-- INFORMATION follows --

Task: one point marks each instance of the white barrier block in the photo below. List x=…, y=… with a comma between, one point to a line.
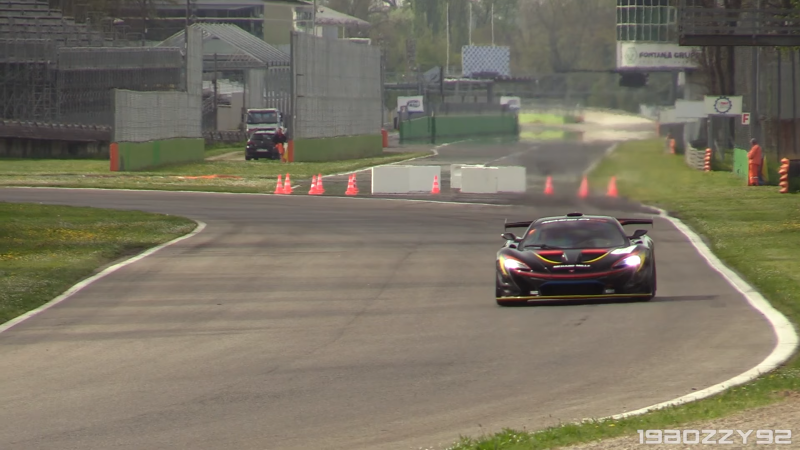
x=455, y=174
x=391, y=179
x=511, y=179
x=421, y=178
x=479, y=180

-- INFORMATION concluded --

PROBLEM TO SOLVE> Return each record above as it stands. Pictures stay out.

ANSWER TO THIS TASK>
Task: one point marks each instance of the white barrier block in the photo below. List x=…, y=… with a comma between, one point to a line.
x=455, y=174
x=391, y=179
x=511, y=179
x=421, y=178
x=479, y=180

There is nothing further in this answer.